● Task item:
Begin with the line containing "Where can you see the tree foliage" and copy every line after it to the end of the entries, exactly, leaving out the lines before it.

==============================

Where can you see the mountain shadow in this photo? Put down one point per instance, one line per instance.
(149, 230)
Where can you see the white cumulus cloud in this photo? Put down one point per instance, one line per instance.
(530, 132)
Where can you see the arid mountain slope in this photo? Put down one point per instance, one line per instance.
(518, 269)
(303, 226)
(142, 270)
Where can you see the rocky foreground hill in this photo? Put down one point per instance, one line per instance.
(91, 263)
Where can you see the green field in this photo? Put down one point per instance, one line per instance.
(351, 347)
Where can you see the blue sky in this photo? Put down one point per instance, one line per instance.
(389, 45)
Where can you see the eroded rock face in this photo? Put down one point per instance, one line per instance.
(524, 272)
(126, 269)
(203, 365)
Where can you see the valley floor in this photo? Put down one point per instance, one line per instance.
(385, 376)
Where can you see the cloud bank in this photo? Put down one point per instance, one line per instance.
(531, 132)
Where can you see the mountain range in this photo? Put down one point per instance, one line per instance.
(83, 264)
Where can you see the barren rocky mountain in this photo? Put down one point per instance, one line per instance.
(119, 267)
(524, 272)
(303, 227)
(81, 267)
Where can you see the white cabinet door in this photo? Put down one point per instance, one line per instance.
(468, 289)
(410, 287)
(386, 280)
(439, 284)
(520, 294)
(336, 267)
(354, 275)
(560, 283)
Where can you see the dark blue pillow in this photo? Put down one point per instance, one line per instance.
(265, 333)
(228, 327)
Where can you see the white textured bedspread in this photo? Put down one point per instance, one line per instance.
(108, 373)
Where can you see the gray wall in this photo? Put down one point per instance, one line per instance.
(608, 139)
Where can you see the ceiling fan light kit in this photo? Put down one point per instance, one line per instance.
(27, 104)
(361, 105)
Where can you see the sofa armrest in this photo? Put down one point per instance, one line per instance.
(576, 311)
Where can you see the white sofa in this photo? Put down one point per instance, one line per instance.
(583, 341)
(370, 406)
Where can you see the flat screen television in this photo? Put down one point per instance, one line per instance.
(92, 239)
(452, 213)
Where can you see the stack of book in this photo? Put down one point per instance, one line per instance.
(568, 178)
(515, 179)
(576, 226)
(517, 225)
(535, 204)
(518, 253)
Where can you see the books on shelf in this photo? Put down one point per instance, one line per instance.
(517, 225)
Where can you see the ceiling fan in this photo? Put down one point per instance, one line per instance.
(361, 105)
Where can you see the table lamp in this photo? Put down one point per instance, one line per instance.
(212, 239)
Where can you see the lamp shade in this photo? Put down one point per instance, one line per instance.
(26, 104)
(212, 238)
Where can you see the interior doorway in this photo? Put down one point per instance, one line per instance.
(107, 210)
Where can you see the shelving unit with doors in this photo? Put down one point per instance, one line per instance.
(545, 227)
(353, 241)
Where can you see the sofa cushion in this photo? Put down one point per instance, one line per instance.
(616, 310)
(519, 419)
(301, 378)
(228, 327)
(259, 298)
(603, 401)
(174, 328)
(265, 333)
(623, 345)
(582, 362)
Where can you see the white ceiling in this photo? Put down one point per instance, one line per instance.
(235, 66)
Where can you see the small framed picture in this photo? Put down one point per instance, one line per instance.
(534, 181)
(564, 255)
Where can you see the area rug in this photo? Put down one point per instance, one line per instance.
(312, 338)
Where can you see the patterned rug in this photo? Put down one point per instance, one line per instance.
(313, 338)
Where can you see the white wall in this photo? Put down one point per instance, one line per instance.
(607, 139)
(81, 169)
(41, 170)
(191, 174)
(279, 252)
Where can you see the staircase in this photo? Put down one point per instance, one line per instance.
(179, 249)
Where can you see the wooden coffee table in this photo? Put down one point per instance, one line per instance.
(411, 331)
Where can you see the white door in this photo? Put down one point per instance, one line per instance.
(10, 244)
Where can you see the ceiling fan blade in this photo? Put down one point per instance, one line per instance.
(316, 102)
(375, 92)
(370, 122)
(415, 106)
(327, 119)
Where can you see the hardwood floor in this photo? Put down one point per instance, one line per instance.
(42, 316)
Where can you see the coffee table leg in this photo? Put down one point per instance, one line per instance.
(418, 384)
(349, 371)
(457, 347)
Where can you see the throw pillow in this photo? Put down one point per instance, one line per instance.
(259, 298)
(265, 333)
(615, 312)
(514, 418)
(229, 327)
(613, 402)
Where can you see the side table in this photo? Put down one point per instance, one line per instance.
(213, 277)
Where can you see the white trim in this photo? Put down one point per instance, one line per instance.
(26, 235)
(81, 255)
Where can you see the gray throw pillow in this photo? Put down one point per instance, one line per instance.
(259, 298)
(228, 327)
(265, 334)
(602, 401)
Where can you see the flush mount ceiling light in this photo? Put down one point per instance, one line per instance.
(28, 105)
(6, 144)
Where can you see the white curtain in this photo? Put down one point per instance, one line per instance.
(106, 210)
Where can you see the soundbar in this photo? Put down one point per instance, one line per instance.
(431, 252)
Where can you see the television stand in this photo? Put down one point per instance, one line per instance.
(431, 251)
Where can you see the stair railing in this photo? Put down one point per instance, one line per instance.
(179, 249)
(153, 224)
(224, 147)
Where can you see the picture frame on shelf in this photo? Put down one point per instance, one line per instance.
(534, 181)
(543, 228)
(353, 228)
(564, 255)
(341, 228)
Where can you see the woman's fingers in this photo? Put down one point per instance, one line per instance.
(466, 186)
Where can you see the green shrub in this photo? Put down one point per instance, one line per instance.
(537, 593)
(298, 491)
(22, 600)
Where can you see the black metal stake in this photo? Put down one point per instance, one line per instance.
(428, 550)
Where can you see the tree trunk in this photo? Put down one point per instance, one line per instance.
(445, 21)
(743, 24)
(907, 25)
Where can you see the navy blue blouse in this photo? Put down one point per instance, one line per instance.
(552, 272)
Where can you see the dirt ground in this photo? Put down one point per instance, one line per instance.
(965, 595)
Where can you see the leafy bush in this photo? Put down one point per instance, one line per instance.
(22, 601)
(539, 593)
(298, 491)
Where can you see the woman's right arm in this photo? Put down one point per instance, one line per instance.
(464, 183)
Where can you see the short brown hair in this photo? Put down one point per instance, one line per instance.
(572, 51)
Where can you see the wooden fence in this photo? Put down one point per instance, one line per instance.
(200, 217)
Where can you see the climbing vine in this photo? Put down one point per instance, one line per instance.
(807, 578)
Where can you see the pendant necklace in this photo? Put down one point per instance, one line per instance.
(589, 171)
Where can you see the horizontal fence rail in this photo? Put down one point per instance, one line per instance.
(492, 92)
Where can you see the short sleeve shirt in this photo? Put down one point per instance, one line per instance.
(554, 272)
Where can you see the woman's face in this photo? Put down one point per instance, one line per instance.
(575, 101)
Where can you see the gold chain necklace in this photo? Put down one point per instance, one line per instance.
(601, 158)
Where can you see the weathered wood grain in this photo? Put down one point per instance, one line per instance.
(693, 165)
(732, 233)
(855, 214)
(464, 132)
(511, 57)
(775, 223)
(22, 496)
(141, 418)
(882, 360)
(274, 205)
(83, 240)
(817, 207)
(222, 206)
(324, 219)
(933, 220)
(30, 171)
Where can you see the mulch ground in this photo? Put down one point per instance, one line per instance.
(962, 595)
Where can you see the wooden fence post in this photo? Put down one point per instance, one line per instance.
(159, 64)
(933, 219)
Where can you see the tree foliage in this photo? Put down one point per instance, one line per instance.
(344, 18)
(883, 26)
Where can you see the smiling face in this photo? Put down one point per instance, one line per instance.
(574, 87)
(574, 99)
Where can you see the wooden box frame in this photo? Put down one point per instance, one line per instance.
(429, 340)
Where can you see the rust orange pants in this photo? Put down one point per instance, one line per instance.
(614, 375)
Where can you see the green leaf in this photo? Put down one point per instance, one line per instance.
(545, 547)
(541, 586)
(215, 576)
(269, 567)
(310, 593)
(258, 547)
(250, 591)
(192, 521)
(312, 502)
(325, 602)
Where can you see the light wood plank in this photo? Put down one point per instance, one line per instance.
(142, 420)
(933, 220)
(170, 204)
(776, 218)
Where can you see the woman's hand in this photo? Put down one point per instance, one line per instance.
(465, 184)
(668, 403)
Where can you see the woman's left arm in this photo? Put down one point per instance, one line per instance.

==============================

● Solution to the exercise:
Where can you see the tree foliage in this photo? Put down one point per instance, one line per instance.
(344, 18)
(883, 26)
Where can you see the smiling face in this photo? Put down one point per instance, one line per instance.
(574, 87)
(574, 99)
Where can you see the wooden box frame in this photo? Put down one point per instance, one line per instance.
(429, 340)
Where can you see the rust orange pants in this photo? Put down one point per instance, one line per instance.
(614, 375)
Where can you see the green leaf in this photo? Put down one point per instance, one line per instance.
(545, 547)
(541, 586)
(215, 576)
(269, 567)
(310, 593)
(258, 547)
(250, 591)
(192, 521)
(312, 502)
(325, 602)
Where can you see the light wood plank in this photo? Put down one point per instance, one line per instance.
(142, 420)
(933, 220)
(170, 204)
(776, 218)
Where can you see the woman's hand in this photo? Put down one point per instance, one line per instance.
(465, 184)
(668, 403)
Where can you see the woman's left arm in this photo? Put down one point per instance, one line per instance.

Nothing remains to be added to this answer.